SELECTED EXCERPT
★ ★ ★

1. Docs
  2. Cloaked AI
  3. Tools
  4. VectorLens
  1. Docs
  2. Cloaked AI
  3. Tools
  4. VectorLens

VectorLens

VectorLens is a command line tool created to provide developers and security professionals with a straightforward path to find insecure embedding vectors in their datastores and to monitor for new potentially vulnerable data. It’s built on many of the concepts from our discussion of embedding attacks and will be updated as new techniques are introduced.

VectorLens currently supports these embedding models; if you have a need for another to support, you can request it here: [all-minilm-l6-v2, bge-m3, gtr-t5-base, text-embedding-ada-002, text-embedding-3-large]

Use Cases

  • Making the case to non-technical decision makers that the threat posed by unencrypted vector embeddings is real.
  • Monitoring encrypted vector datastores to detect when a team introduces new unencrypted PII.
  • Monitoring unencrypted vector datastores that are intended to be PII free for mistakes.
  • Discovering if Cloaked AI makes sense for your data.

See also the FAQs on the product page.

Installation

VectorLens ships as a single self-contained binary. Pick the download that matches your machine, drop it on your PATH, and you’re ready to go.

macOS (Apple Silicon)

For Macs with an M-series chip (M1, M2, M3, M4). VectorLens uses Apple’s built-in Metal GPU on macOS — there is no CPU-only build, and Intel Macs are not supported.

AccelerationDownload
Metal (Apple GPU)ironcore-vector-lens

Linux — ARM 64-bit

For arm64 / aarch64 Linux machines, such as AWS Graviton or Ampere Altra instances.

★ ★ ★

INSTRUCTION 1
Condense the VectorLens documentation paragraph that begins "VectorLens is a command line tool" into a short bulleted list that keeps its main facts.
These entries are unrelated to the VectorLens documentation.

Extracted data entries
★ ★ ★

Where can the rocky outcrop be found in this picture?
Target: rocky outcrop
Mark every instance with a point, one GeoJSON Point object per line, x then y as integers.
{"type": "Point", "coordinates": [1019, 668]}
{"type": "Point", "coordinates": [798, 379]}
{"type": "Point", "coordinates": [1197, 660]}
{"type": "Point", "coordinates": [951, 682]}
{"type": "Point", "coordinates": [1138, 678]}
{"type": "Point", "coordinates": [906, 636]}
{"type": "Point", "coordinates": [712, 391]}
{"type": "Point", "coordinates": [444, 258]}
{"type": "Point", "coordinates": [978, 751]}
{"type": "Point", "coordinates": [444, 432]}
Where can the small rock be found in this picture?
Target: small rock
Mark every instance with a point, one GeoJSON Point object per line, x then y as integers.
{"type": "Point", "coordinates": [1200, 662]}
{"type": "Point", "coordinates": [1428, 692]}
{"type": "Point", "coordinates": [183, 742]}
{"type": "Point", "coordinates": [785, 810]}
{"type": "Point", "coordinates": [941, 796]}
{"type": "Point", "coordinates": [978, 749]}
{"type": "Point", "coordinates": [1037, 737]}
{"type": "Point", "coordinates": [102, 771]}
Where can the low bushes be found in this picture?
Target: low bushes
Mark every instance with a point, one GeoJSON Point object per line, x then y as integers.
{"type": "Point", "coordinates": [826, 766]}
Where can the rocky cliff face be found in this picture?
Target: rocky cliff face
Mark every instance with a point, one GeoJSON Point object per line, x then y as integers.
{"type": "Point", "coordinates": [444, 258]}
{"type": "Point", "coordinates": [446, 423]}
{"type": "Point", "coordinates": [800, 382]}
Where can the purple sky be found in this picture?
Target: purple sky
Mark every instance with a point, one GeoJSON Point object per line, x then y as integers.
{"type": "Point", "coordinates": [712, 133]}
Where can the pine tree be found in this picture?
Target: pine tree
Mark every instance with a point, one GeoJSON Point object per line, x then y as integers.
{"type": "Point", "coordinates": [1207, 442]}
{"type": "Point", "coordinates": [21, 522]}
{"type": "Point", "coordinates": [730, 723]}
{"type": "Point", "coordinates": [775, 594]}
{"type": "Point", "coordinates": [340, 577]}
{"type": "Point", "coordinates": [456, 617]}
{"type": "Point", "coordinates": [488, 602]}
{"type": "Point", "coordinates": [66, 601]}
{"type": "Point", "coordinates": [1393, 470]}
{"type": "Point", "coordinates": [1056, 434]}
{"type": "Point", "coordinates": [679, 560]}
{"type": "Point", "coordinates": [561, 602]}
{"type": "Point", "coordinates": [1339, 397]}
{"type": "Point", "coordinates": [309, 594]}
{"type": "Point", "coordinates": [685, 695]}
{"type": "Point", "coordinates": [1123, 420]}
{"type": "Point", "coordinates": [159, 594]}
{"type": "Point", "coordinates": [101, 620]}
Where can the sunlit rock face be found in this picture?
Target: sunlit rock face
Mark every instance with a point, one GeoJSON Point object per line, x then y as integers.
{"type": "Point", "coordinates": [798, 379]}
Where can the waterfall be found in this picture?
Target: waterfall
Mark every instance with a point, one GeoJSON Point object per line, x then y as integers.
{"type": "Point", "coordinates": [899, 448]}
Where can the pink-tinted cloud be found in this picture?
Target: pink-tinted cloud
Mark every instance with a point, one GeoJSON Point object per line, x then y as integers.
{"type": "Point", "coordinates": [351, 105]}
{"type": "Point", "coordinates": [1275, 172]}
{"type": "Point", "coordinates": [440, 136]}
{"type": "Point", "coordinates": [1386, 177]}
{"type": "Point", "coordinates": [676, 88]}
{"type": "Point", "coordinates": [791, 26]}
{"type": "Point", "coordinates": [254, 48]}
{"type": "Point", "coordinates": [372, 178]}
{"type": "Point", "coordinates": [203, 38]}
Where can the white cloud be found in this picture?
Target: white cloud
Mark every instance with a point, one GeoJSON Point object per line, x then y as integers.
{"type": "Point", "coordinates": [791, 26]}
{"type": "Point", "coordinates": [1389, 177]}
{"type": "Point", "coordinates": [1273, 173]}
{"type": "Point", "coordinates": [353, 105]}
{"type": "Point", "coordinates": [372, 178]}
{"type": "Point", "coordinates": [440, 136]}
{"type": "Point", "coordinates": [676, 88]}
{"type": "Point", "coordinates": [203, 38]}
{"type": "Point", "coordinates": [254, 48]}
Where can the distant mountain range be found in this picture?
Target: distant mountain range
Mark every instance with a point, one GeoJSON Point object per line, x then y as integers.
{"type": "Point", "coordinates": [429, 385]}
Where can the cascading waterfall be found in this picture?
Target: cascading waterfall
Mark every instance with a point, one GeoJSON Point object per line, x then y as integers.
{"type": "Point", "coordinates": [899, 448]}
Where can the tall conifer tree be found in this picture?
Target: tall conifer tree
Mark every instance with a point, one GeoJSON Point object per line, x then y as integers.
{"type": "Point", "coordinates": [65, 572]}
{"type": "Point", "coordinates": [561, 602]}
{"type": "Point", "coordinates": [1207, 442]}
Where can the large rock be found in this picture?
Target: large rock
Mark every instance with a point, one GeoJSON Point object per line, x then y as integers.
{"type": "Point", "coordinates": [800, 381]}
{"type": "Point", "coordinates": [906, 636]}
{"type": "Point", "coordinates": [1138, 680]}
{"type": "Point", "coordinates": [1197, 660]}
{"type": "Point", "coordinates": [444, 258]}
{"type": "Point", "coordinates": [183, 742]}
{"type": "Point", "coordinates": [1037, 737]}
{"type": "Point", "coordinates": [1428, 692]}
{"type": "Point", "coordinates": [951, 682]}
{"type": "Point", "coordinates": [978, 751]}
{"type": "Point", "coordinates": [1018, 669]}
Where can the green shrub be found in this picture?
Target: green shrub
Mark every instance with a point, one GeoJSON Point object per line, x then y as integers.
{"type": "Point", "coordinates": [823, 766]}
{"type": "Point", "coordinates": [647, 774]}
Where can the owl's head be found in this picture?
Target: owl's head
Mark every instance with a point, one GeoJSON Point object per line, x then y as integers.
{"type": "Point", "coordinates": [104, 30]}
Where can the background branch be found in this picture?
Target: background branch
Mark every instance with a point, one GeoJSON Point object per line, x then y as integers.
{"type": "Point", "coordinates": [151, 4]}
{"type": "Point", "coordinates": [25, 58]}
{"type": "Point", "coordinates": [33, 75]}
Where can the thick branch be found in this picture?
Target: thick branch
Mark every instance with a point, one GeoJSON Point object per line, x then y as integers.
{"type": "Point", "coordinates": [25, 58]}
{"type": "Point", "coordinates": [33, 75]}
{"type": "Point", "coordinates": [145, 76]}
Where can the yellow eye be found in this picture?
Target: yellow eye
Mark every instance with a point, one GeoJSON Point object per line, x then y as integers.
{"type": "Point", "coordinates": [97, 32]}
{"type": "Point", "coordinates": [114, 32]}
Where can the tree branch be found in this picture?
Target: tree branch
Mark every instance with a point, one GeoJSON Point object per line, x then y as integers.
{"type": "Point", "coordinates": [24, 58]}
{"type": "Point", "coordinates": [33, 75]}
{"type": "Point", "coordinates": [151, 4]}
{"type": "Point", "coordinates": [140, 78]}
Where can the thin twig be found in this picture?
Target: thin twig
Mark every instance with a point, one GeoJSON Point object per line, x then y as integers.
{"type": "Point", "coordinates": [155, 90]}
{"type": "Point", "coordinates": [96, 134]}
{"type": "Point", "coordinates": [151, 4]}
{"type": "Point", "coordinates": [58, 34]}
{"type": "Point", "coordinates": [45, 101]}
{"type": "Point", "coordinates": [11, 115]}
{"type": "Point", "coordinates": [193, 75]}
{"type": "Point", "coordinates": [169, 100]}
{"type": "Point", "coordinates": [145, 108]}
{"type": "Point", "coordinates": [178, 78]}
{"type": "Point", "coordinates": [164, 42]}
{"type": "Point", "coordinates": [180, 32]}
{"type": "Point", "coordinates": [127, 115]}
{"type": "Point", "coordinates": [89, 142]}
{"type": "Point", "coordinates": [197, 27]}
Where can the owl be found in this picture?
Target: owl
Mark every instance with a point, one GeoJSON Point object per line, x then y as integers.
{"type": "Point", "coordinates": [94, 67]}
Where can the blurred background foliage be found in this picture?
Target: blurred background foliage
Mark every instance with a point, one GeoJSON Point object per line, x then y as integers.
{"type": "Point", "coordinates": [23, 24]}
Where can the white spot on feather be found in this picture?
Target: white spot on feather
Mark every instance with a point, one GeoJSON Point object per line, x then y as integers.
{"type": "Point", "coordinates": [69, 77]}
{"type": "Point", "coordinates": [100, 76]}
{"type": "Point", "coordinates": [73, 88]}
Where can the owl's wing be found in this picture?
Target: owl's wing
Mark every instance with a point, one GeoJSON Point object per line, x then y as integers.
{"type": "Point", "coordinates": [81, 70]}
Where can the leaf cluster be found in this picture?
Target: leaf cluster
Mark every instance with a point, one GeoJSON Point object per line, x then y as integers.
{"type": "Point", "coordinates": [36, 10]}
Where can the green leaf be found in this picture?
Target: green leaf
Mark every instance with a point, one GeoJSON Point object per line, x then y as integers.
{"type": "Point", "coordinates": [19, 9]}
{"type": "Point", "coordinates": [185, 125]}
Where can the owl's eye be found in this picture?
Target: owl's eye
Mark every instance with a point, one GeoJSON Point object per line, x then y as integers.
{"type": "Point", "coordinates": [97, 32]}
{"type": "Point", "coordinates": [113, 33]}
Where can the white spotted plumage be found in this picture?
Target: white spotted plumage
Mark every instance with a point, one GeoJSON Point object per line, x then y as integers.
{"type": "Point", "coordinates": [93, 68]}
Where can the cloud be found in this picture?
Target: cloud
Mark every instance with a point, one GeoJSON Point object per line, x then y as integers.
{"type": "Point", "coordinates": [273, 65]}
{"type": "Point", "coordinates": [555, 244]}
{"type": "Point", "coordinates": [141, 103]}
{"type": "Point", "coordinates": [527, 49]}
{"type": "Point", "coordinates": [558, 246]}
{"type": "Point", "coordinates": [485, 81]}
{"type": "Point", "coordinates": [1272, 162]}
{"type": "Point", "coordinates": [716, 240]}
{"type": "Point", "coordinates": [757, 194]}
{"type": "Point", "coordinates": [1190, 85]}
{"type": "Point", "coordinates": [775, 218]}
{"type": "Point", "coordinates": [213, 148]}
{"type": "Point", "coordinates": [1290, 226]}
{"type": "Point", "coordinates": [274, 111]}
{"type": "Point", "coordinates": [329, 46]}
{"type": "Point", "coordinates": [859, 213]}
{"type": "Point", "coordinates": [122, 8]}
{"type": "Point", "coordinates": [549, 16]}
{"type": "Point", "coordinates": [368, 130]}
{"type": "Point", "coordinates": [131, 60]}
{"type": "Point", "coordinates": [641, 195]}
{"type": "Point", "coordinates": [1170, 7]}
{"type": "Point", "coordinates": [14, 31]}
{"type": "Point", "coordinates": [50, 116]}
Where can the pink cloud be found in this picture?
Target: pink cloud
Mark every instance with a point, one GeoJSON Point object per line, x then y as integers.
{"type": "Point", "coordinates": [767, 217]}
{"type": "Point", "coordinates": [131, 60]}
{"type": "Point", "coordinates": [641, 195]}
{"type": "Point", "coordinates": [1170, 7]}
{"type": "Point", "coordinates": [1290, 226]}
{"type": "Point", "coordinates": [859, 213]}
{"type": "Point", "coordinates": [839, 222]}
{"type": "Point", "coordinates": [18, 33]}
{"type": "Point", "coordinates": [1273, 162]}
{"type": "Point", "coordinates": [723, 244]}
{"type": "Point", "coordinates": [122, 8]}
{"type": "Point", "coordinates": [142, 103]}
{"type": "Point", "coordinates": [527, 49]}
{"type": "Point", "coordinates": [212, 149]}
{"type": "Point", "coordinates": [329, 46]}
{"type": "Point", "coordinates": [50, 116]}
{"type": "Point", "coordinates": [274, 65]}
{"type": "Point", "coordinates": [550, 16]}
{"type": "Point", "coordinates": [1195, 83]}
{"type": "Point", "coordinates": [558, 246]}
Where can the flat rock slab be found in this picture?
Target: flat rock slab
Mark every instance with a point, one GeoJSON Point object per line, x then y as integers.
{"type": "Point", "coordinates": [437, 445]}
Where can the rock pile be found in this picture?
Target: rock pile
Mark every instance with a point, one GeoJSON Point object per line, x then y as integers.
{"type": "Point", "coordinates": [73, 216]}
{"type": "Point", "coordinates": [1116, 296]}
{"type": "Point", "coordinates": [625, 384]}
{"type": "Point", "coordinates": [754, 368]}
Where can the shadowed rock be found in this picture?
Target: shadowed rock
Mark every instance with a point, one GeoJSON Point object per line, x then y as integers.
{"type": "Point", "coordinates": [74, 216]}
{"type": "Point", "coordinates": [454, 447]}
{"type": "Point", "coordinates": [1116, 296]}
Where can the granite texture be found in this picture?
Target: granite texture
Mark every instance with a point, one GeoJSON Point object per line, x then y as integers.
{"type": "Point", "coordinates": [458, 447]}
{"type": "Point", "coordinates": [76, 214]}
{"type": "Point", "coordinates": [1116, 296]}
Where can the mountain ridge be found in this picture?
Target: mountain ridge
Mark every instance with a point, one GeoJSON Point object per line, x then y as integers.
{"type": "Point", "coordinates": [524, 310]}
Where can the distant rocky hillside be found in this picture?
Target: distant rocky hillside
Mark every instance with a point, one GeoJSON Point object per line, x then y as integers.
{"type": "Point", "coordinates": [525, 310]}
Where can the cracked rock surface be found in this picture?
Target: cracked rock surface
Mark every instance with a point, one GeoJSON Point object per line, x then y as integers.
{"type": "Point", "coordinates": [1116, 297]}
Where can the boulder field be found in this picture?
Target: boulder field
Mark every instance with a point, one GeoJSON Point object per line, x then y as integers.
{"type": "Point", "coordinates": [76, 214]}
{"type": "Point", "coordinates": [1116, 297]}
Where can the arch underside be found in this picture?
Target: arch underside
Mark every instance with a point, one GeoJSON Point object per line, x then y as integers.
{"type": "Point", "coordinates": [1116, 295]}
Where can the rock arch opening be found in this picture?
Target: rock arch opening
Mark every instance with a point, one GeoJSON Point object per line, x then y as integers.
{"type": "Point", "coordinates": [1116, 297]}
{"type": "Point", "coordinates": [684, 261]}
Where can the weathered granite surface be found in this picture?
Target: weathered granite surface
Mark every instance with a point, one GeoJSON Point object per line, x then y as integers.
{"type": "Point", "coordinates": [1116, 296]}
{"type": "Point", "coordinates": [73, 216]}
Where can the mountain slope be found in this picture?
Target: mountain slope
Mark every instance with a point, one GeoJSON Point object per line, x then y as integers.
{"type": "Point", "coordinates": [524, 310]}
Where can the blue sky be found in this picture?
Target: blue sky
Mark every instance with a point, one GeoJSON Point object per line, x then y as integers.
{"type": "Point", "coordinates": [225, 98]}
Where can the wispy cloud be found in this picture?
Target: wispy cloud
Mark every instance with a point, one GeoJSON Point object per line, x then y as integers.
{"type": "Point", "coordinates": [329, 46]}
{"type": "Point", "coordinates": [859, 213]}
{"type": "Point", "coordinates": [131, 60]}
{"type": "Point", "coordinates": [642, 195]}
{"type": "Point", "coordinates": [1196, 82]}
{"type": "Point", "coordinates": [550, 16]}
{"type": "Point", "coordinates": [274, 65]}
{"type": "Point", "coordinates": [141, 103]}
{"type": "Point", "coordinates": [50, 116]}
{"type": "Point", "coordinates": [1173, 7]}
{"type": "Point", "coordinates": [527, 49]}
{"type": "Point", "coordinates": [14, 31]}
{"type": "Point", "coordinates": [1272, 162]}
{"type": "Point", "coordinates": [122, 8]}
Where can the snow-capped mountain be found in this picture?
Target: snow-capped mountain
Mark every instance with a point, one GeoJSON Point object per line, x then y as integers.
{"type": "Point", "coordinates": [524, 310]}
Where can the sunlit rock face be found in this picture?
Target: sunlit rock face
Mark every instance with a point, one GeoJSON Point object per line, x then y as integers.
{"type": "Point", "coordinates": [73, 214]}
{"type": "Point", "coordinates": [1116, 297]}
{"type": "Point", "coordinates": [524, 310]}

★ ★ ★

INSTRUCTION 2
Offset every point coordinate by 123 in the entries, in the stretch from the line containing "Where can the snow-capped" through the end of the entries, and write out every line of that stretch with the new values.

FINAL ANSWER 1
- Command line tool for developers and security professionals
- Finds insecure embedding vectors in datastores
- Monitors for new potentially vulnerable data
- Built on concepts from the discussion of embedding attacks
- Will be updated as new techniques are introduced

FINAL ANSWER 2
Where can the snow-capped mountain be found in this picture?
Target: snow-capped mountain
Mark every instance with a point, one GeoJSON Point object per line, x then y as integers.
{"type": "Point", "coordinates": [647, 433]}
Where can the sunlit rock face be found in this picture?
Target: sunlit rock face
Mark every instance with a point, one GeoJSON Point object per line, x then y as integers.
{"type": "Point", "coordinates": [196, 337]}
{"type": "Point", "coordinates": [1239, 420]}
{"type": "Point", "coordinates": [647, 433]}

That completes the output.